• Raw records:
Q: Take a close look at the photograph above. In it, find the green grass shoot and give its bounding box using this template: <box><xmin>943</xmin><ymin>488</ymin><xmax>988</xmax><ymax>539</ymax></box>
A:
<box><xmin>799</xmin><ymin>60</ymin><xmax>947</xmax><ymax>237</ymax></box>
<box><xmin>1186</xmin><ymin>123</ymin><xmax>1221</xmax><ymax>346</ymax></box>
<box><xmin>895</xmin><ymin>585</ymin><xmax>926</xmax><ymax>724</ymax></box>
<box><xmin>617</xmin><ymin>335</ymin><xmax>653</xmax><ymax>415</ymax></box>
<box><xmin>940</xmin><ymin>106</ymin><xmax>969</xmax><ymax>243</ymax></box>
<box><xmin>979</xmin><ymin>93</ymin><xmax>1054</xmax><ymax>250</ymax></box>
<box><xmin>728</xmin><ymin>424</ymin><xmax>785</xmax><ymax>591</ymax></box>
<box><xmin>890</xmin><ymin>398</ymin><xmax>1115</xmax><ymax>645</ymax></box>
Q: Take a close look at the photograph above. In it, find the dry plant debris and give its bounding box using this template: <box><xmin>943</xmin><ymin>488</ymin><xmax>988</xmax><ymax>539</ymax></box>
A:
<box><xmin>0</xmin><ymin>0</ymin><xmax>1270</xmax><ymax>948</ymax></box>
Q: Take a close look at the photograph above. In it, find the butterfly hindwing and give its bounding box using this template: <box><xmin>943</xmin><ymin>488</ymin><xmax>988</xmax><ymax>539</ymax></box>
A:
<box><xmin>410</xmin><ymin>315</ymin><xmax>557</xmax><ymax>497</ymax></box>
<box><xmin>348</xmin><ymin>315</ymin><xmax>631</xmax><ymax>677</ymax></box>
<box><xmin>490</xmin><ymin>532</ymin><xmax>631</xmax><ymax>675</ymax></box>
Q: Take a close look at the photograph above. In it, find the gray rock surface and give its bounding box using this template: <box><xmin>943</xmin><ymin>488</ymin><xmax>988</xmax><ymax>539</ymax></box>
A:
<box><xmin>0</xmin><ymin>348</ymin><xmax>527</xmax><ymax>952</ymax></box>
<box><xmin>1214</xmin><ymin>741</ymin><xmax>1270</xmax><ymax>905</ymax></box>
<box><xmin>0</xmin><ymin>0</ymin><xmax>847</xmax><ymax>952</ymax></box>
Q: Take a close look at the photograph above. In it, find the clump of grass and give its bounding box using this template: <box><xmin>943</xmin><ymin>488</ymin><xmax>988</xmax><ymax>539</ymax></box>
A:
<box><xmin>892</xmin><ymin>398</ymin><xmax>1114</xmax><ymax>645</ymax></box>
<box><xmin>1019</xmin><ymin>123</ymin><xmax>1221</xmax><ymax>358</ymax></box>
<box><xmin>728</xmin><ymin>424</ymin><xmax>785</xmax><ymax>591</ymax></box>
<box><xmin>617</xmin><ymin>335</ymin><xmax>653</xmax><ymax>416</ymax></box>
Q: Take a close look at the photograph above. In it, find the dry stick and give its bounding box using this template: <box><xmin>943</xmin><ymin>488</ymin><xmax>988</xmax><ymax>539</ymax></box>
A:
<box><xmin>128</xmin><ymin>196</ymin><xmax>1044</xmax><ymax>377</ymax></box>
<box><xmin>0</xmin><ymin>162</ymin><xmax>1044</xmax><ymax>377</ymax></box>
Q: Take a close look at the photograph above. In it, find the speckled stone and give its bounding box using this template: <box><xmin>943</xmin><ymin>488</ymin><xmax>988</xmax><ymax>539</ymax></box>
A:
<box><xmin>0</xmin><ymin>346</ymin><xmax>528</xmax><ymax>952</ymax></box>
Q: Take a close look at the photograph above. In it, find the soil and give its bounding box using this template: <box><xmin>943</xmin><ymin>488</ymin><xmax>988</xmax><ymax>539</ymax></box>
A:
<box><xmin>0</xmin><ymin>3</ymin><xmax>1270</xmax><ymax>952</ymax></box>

• What you need to do: Give only the number of lines in the material above that contain the word "grass".

• Final result: 2